*What you are asked to do*
Retype all of the entries precisely.

[Region pointing data]
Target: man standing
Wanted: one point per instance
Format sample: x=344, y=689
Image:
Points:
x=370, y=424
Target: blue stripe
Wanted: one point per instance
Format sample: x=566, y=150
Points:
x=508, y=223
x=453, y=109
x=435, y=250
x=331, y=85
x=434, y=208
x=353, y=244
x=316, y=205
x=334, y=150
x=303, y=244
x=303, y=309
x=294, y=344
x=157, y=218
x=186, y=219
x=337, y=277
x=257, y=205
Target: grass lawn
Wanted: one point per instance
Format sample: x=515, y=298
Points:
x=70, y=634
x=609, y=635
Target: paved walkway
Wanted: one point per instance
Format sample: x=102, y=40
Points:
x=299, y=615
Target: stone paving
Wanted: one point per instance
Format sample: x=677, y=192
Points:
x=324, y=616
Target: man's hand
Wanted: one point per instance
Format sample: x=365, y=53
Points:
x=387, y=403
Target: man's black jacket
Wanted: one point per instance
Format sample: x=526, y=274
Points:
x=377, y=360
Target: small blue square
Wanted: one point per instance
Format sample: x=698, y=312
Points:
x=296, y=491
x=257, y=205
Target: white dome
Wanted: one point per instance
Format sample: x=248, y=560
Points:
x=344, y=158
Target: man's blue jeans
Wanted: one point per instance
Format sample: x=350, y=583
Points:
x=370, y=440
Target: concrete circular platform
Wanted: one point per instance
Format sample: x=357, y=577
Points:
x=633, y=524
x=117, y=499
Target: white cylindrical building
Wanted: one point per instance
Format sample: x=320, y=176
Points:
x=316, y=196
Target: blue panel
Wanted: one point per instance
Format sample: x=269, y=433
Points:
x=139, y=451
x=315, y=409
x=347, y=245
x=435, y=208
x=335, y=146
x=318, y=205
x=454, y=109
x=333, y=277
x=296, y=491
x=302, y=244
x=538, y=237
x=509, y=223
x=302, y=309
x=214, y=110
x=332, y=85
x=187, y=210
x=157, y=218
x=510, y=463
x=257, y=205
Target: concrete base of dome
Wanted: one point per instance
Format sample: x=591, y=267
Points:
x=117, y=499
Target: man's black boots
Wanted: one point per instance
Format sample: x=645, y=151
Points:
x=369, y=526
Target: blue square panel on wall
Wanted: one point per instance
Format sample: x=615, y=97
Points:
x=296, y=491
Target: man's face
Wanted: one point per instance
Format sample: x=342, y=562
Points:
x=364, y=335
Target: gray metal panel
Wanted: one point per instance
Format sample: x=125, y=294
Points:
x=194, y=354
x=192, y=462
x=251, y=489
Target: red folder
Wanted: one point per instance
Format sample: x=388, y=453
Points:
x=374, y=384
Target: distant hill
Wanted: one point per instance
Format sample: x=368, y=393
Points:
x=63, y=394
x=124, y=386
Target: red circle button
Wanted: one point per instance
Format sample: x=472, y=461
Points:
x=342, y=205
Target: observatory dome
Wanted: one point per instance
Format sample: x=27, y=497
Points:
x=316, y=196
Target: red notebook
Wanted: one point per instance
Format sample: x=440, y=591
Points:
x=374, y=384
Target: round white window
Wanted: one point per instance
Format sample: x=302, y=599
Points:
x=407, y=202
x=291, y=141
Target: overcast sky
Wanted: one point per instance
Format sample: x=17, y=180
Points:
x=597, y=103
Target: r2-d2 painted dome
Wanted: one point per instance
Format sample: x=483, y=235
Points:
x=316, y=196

*Expected output*
Target: man standing
Wanted: one point per instance
Format sample: x=344, y=689
Image:
Points:
x=370, y=424
Target: blue stripe
Wanted: one point per instance
Format sample: x=566, y=150
Points:
x=508, y=223
x=453, y=109
x=435, y=250
x=331, y=85
x=434, y=208
x=353, y=244
x=316, y=205
x=334, y=150
x=303, y=244
x=303, y=309
x=294, y=344
x=157, y=218
x=186, y=219
x=337, y=277
x=257, y=205
Target: grass lawn
Wanted: one point per instance
Format sample: x=515, y=298
Points:
x=70, y=634
x=609, y=635
Target: paved walkway
Wanted: one point per instance
Format sample: x=102, y=40
Points:
x=299, y=615
Target: stone paving
Wanted: one point per instance
Format sample: x=677, y=192
Points:
x=324, y=616
Target: man's hand
Wanted: one point per instance
Format sample: x=365, y=53
Points:
x=387, y=403
Target: man's black jacket
Wanted: one point per instance
Format sample: x=526, y=274
Points:
x=377, y=360
Target: small blue square
Wanted: one point per instance
Format sample: x=698, y=312
Points:
x=296, y=491
x=257, y=205
Target: white dome
Wanted: one point per instance
Format sample: x=248, y=560
Points:
x=344, y=158
Target: man's blue jeans
Wanted: one point per instance
Format sample: x=350, y=583
Points:
x=370, y=440
Target: concrete circular platform
Wanted: one point per instance
Format sample: x=357, y=577
Points:
x=633, y=524
x=117, y=499
Target: white cylindrical building
Wanted: one point per instance
Format sample: x=320, y=176
Points:
x=316, y=196
Target: blue panel
Wanted: one point per instance
Format sample: x=269, y=433
Points:
x=139, y=451
x=315, y=409
x=347, y=245
x=435, y=208
x=335, y=146
x=318, y=205
x=454, y=109
x=333, y=277
x=296, y=491
x=302, y=244
x=538, y=237
x=509, y=223
x=302, y=309
x=214, y=110
x=332, y=85
x=187, y=210
x=157, y=218
x=510, y=463
x=257, y=205
Target: concrete base of dome
Wanted: one point per instance
Format sample: x=591, y=267
Points:
x=117, y=499
Target: man's black boots
Wanted: one point per instance
Format sample: x=645, y=151
Points:
x=369, y=526
Target: blue square panel on wall
Wanted: one point per instance
Format sample: x=615, y=97
Points:
x=296, y=491
Target: man's face
Wanted: one point per instance
Format sample: x=342, y=562
Points:
x=364, y=335
Target: gray metal panel
Wanted: one point per instance
Format sample: x=125, y=294
Points:
x=194, y=354
x=192, y=462
x=251, y=489
Target: red folder
Wanted: one point per instance
Format sample: x=388, y=453
Points:
x=374, y=384
Target: distant hill
Wanted: one point per instance
Format sample: x=368, y=393
Points:
x=63, y=394
x=124, y=386
Target: red circle button
Wanted: one point per instance
Format sample: x=472, y=461
Points:
x=342, y=205
Target: observatory dome
Wanted: one point per instance
Format sample: x=27, y=497
Points:
x=316, y=196
Target: red notebook
Wanted: one point per instance
Format sample: x=440, y=591
Points:
x=374, y=384
Target: round white window
Wanted: one point per instance
Format sample: x=302, y=599
Points:
x=407, y=202
x=291, y=141
Target: overcast sky
Wanted: one point per instance
Format sample: x=17, y=180
Points:
x=597, y=103
Target: r2-d2 painted dome
Wanted: one point per instance
Format sample: x=483, y=235
Points:
x=316, y=196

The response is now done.